*** Opening Page text ***

To 2008 by the narrow way
We are going into 2008. Streetview has not been through much of Escatron since then. The road we are going to shuffle into the town seems to switch from bright sun to dark gloom - which seems to mark this transition. There is a reason for this, Escatron is one of those places with a Medieval street plan, tiny snickles unfitted for cars. I wonder what it looks like today. In 2008 it had houses that had the look of recent or soon desertion. It always struck me when I first visited Bremida in the 90s how you could have modernised villas next to slowly dissolving homes.
Escatron exists as it is on a hill by the Enro. Pottery remains goes back to the 3rd century BC and so it was through Romans, Visigoths and Moors. Under Islamic rule irrigation was established. The monks over the river pushed their authority and it took King Juan I to warn off the abbott in 1389 that he should facilitate of access to the river.
Escatrón was taken by the French army in March 1809, leaving the monastery until 1814. During the Carlist Wars , the town was occupied by Carlist troops in December 1835. The force of 800 infantry and 250 horse, demanded 6,000 reales from the population.
The 1845 Geographical-Statistical-Historical Dictionary of Spain noted a town hall, prison, school. Hospital, "it is of average quality, with some very good pieces of orchard that are fertilized with the waters of the Martín River." The town produced mainly oil, but also silk, figs, wine, legumes and vegetables. There were then several flour mills and a hammer mill.’ The railway finally arrived in the 1890s.
Population wise the town grew from 1842 [1700] to 1857 [2750] then slid a little to 2100 before the arrival of the power station in the 1950s. Slowly the town has been bypassed and the peak of 3668 saw a sharp decline to 1366 in 1981. In 2020 the populace is 1067. The power station remains the chief economic asset. Less than 10% of the land is irrigated. The main crop are olive trees. Currently the mayor is Juan Abad Bascuas. He is of the PSOE. It is a Socialist town, with seven PSOE councillors, compared to two from the PP.

*** Closing Page text ***

- [What the exercise asks] Return the full text about Escatron, word for word and unchanged.

*** Opening The data ***

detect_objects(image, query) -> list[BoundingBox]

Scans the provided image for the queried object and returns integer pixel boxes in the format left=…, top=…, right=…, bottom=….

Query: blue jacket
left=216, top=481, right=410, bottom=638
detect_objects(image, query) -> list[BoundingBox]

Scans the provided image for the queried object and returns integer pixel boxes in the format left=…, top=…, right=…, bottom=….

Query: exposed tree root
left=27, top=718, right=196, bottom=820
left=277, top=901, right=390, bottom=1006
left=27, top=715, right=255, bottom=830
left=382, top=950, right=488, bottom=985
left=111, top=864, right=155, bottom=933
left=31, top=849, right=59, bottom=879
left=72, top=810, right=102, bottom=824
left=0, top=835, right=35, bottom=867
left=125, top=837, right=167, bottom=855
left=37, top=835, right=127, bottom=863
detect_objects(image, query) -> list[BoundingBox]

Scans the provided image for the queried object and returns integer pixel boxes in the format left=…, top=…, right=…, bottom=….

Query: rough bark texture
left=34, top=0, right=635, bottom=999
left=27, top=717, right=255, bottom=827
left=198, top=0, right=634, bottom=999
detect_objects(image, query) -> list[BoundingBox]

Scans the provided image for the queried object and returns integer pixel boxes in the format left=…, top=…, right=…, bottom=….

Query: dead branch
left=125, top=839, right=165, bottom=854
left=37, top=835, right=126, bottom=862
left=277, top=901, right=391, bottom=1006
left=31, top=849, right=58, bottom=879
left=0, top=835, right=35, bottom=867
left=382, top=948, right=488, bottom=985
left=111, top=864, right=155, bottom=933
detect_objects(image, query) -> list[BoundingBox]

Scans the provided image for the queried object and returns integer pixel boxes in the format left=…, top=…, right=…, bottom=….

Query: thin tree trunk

*** Closing The data ***

- [Response box]
To 2008 by the narrow way
We are going into 2008. Streetview has not been through much of Escatron since then. The road we are going to shuffle into the town seems to switch from bright sun to dark gloom - which seems to mark this transition. There is a reason for this, Escatron is one of those places with a Medieval street plan, tiny snickles unfitted for cars. I wonder what it looks like today. In 2008 it had houses that had the look of recent or soon desertion. It always struck me when I first visited Bremida in the 90s how you could have modernised villas next to slowly dissolving homes.
Escatron exists as it is on a hill by the Enro. Pottery remains goes back to the 3rd century BC and so it was through Romans, Visigoths and Moors. Under Islamic rule irrigation was established. The monks over the river pushed their authority and it took King Juan I to warn off the abbott in 1389 that he should facilitate of access to the river.
Escatrón was taken by the French army in March 1809, leaving the monastery until 1814. During the Carlist Wars , the town was occupied by Carlist troops in December 1835. The force of 800 infantry and 250 horse, demanded 6,000 reales from the population.
The 1845 Geographical-Statistical-Historical Dictionary of Spain noted a town hall, prison, school. Hospital, "it is of average quality, with some very good pieces of orchard that are fertilized with the waters of the Martín River." The town produced mainly oil, but also silk, figs, wine, legumes and vegetables. There were then several flour mills and a hammer mill.’ The railway finally arrived in the 1890s.
Population wise the town grew from 1842 [1700] to 1857 [2750] then slid a little to 2100 before the arrival of the power station in the 1950s. Slowly the town has been bypassed and the peak of 3668 saw a sharp decline to 1366 in 1981. In 2020 the populace is 1067. The power station remains the chief economic asset. Less than 10% of the land is irrigated. The main crop are olive trees. Currently the mayor is Juan Abad Bascuas. He is of the PSOE. It is a Socialist town, with seven PSOE councillors, compared to two from the PP.